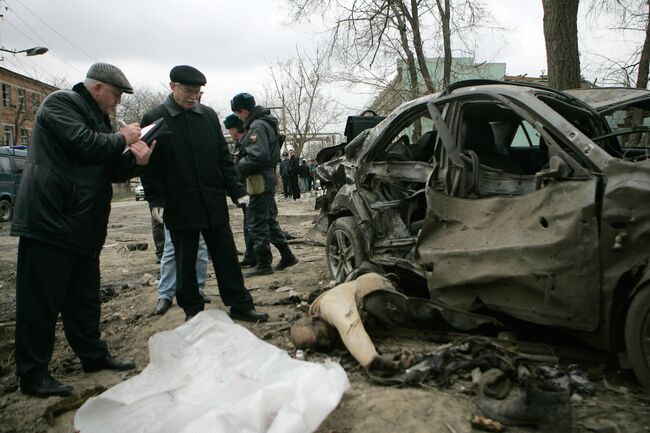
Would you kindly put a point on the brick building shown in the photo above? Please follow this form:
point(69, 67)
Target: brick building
point(21, 97)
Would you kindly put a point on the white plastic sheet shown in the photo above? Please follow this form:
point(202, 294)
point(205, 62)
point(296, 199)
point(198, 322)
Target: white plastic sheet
point(211, 375)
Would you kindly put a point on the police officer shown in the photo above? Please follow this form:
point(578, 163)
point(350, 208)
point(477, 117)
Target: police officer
point(259, 154)
point(190, 173)
point(235, 127)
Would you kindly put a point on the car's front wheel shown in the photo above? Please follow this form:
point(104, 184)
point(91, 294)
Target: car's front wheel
point(637, 336)
point(6, 210)
point(344, 248)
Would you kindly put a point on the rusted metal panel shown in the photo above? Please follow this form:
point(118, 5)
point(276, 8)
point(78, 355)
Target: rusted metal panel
point(534, 257)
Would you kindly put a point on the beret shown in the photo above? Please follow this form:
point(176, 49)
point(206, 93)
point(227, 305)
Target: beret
point(185, 74)
point(111, 75)
point(233, 121)
point(242, 101)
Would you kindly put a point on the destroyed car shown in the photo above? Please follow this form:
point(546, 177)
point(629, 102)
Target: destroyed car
point(515, 199)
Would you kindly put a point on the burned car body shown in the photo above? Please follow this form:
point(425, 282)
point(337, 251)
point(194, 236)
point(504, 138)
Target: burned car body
point(513, 198)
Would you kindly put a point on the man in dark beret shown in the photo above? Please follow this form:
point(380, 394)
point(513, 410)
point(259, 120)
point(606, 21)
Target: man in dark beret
point(258, 158)
point(235, 127)
point(61, 216)
point(189, 176)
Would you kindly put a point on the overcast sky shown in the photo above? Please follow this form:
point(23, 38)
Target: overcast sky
point(231, 42)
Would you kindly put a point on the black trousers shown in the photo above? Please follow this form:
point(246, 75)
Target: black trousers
point(221, 246)
point(49, 281)
point(261, 217)
point(250, 251)
point(286, 188)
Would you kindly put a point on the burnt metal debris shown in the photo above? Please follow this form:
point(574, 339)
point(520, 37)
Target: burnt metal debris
point(515, 199)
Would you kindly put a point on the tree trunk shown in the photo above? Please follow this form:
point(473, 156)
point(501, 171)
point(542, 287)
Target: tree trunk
point(414, 19)
point(644, 61)
point(445, 15)
point(561, 35)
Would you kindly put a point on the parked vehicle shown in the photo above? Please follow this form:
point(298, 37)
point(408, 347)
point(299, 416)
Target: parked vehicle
point(516, 199)
point(12, 164)
point(139, 192)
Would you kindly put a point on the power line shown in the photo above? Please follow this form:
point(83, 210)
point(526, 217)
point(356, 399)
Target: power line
point(55, 31)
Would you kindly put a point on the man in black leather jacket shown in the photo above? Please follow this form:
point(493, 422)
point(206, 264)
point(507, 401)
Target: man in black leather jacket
point(189, 176)
point(258, 156)
point(62, 211)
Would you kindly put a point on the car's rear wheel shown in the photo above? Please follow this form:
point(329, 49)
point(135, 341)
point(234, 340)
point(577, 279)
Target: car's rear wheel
point(637, 336)
point(6, 210)
point(344, 248)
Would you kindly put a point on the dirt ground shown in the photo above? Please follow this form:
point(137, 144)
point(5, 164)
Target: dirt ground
point(129, 285)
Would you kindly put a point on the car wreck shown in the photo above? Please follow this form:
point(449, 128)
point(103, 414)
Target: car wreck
point(514, 199)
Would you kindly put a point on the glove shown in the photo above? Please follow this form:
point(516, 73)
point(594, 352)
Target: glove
point(156, 213)
point(243, 201)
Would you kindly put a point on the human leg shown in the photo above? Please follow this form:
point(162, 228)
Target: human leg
point(202, 268)
point(42, 276)
point(279, 240)
point(186, 245)
point(257, 214)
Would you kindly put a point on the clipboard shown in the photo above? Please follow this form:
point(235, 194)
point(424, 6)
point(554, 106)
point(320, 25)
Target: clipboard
point(153, 131)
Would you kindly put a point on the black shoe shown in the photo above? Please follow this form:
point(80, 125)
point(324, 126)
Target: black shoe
point(45, 387)
point(162, 306)
point(259, 270)
point(206, 300)
point(247, 262)
point(248, 315)
point(106, 362)
point(538, 404)
point(285, 262)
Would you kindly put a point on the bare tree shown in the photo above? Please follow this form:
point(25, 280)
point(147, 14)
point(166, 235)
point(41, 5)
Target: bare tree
point(630, 16)
point(298, 84)
point(143, 99)
point(366, 30)
point(561, 35)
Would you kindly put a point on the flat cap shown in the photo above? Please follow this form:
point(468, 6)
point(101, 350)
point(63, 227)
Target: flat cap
point(233, 121)
point(243, 101)
point(186, 74)
point(110, 74)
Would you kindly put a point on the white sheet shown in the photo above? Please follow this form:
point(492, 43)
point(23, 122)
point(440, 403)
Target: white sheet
point(211, 375)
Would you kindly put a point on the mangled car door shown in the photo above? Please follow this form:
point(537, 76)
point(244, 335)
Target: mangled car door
point(521, 240)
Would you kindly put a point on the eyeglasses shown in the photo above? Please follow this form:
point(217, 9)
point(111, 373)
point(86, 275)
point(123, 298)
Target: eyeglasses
point(189, 90)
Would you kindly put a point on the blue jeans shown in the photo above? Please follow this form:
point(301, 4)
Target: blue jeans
point(167, 284)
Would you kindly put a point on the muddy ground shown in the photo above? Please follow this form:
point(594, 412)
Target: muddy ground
point(128, 282)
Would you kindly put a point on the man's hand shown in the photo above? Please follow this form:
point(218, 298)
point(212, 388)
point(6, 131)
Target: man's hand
point(131, 133)
point(156, 213)
point(142, 152)
point(243, 201)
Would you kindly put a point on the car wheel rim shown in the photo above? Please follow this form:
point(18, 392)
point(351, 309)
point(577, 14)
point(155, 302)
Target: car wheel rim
point(341, 255)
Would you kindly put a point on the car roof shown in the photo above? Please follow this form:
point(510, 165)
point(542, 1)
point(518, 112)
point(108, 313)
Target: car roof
point(607, 99)
point(8, 150)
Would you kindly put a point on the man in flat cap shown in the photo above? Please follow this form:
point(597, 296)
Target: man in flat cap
point(190, 173)
point(61, 215)
point(235, 128)
point(258, 157)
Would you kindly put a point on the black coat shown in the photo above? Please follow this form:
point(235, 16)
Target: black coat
point(190, 171)
point(65, 191)
point(260, 150)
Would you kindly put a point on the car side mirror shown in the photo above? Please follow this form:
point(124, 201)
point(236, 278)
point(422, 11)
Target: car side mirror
point(557, 169)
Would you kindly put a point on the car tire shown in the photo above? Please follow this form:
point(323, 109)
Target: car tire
point(637, 336)
point(344, 248)
point(6, 210)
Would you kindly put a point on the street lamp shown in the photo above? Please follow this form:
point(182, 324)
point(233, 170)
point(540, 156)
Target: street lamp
point(35, 51)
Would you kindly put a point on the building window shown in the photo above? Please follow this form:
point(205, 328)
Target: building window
point(24, 136)
point(21, 99)
point(36, 101)
point(9, 135)
point(6, 95)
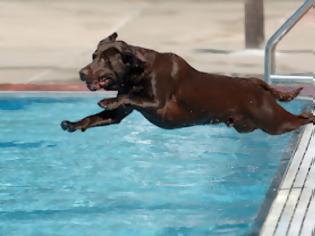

┄┄┄┄┄┄

Copy all of the records above word for word, but leave out the pictures.

Would you kindly put a point on the brick building shown in the photo above? Please follow this form:
point(69, 67)
Target: brick building
point(21, 97)
Would you kindly put a point on the white plastic sheet shown in the photo above? Please follow this form:
point(202, 294)
point(205, 62)
point(296, 199)
point(198, 322)
Target: white plastic sheet
point(211, 375)
Would you kindly put a point on the police officer shown in the photo above? Please follow this form:
point(578, 163)
point(350, 208)
point(477, 117)
Target: police officer
point(259, 154)
point(190, 173)
point(235, 127)
Would you kindly put a point on the car's front wheel shown in the photo above? Please follow this form:
point(104, 184)
point(91, 294)
Target: car's front wheel
point(637, 336)
point(6, 210)
point(344, 248)
Would you kindly put a point on the rusted metal panel shown in the photo above? Please follow this form:
point(118, 5)
point(276, 8)
point(78, 355)
Target: rusted metal panel
point(534, 257)
Would you kindly put a point on the beret shown in the photo above? Please follow this form:
point(176, 49)
point(206, 93)
point(227, 305)
Target: beret
point(185, 74)
point(111, 75)
point(233, 121)
point(242, 101)
Would you kindly put a point on the destroyed car shown in the photo above? Please follow this form:
point(546, 177)
point(629, 102)
Target: destroyed car
point(515, 199)
Would you kindly put a point on the burned car body shown in the photo above? Please follow this form:
point(425, 282)
point(337, 251)
point(194, 236)
point(504, 138)
Target: burned car body
point(513, 198)
Would you kindly put a point on the man in dark beret shown in the photo above? Please follow this form:
point(380, 394)
point(513, 410)
point(259, 120)
point(606, 21)
Target: man in dark beret
point(258, 158)
point(235, 127)
point(61, 216)
point(189, 176)
Would you kindly put a point on the overcast sky shown in the photo above? Please follow this form:
point(23, 38)
Target: overcast sky
point(231, 42)
Would you kindly put a point on the black trousers shown in the photo above? Please follow this form:
point(246, 75)
Target: black trousers
point(221, 246)
point(49, 281)
point(261, 217)
point(250, 251)
point(286, 188)
Would you kindly put a point on the burnt metal debris shown in the photo above? Please follow this form:
point(574, 339)
point(520, 37)
Target: burnt metal debris
point(515, 199)
Would you kindly put a point on the tree trunk shown in the photo above? Please follow this form:
point(473, 156)
point(501, 171)
point(542, 287)
Target: tree trunk
point(414, 19)
point(644, 61)
point(445, 15)
point(561, 35)
Would you kindly put a point on the parked vehicle shown in the photo above? Please follow this form:
point(298, 37)
point(408, 347)
point(299, 416)
Target: parked vehicle
point(516, 199)
point(12, 164)
point(139, 192)
Would you kindly put a point on the power line shown in the photo above? Please follow this form:
point(83, 210)
point(526, 217)
point(356, 399)
Target: power line
point(55, 31)
Would you kindly put a point on the man in black leather jacket shown in the photo above? Please follow this form:
point(493, 422)
point(206, 264)
point(507, 401)
Target: man in black leather jacket
point(189, 176)
point(258, 156)
point(62, 211)
Would you kindly put a point on the car's rear wheel shown in the photo above? Please follow this form:
point(329, 49)
point(135, 341)
point(234, 340)
point(577, 279)
Target: car's rear wheel
point(637, 336)
point(6, 210)
point(344, 248)
Would you kindly put a point on the dirt ground shown in the photo above? Please follow this form:
point(137, 144)
point(5, 164)
Target: dirt ground
point(129, 285)
Would you kindly put a point on the car wreck shown in the photo above? Please follow this form:
point(449, 128)
point(103, 414)
Target: car wreck
point(514, 199)
Would you kindly put a point on the glove shown in the photo above? Please follow this form:
point(516, 73)
point(594, 352)
Target: glove
point(156, 213)
point(243, 201)
Would you kindly put a point on the human leg shown in the photo above? Please follow this form:
point(162, 228)
Target: human leg
point(202, 268)
point(42, 276)
point(279, 240)
point(186, 245)
point(257, 214)
Would you kindly put a point on the clipboard shown in the photo above? Please follow this form:
point(235, 194)
point(424, 6)
point(554, 106)
point(320, 25)
Target: clipboard
point(153, 131)
Would you kindly put a point on the black shoe shown in the photo above? Please follow this form:
point(80, 125)
point(324, 126)
Target: black shoe
point(45, 387)
point(162, 306)
point(259, 270)
point(206, 300)
point(247, 262)
point(248, 315)
point(106, 362)
point(538, 404)
point(285, 262)
Would you kindly put a point on the bare tree shown in the photo above? Please follow this form:
point(25, 280)
point(147, 14)
point(166, 235)
point(41, 5)
Target: bare tree
point(630, 16)
point(298, 84)
point(143, 99)
point(366, 30)
point(561, 35)
Would you kindly put a point on the flat cap shown in the photo above? Please follow this form:
point(468, 6)
point(101, 350)
point(63, 227)
Target: flat cap
point(233, 121)
point(243, 101)
point(186, 74)
point(110, 74)
Would you kindly put a point on the white sheet shown in the photo above? Please follow this form:
point(492, 43)
point(23, 122)
point(440, 403)
Target: white sheet
point(211, 375)
Would you kindly put a point on the mangled car door shown in the photo above? Please follow this form:
point(537, 76)
point(244, 335)
Target: mangled car door
point(521, 240)
Would you kindly put a point on the eyeglasses shown in the photo above? Please follow this form:
point(217, 9)
point(111, 373)
point(86, 275)
point(123, 298)
Target: eyeglasses
point(189, 90)
Would you kindly put a point on the blue jeans shown in the photo above? Please follow this form:
point(301, 4)
Target: blue jeans
point(167, 284)
Would you kindly put a point on the muddy ground shown in the photo above? Please follow this form:
point(594, 412)
Target: muddy ground
point(128, 282)
Would you kindly put a point on the man's hand shown in the photo above? Please follow this form:
point(218, 298)
point(212, 388)
point(6, 131)
Target: man's hand
point(131, 133)
point(156, 213)
point(142, 152)
point(243, 201)
Would you kindly put a point on the car wheel rim shown in the photo above? Please follow this form:
point(18, 392)
point(351, 309)
point(577, 14)
point(155, 302)
Target: car wheel rim
point(341, 255)
Would you kindly put a point on the car roof shown in the photo above? Please follow this form:
point(510, 165)
point(542, 1)
point(518, 112)
point(108, 313)
Target: car roof
point(607, 99)
point(8, 150)
Would you kindly put a point on the man in flat cap shown in the photo above? Please follow this form:
point(597, 296)
Target: man in flat cap
point(190, 173)
point(61, 215)
point(235, 128)
point(258, 157)
Would you kindly put a point on the black coat shown in the photo above? Please follow this form:
point(235, 16)
Target: black coat
point(190, 171)
point(65, 191)
point(260, 150)
Would you kindly put a point on the car side mirror shown in the photo above? Please follow this form:
point(124, 201)
point(236, 278)
point(422, 11)
Target: car side mirror
point(557, 169)
Would you kindly put a point on the car tire shown in the photo above? Please follow this form:
point(323, 109)
Target: car tire
point(637, 336)
point(344, 248)
point(6, 210)
Would you kindly put a point on the street lamp shown in the photo above? Please follow this form:
point(182, 324)
point(233, 170)
point(540, 156)
Target: street lamp
point(35, 51)
Would you kindly put a point on the building window shown in the photo above? Please follow this form:
point(205, 328)
Target: building window
point(24, 136)
point(21, 99)
point(36, 101)
point(9, 135)
point(6, 95)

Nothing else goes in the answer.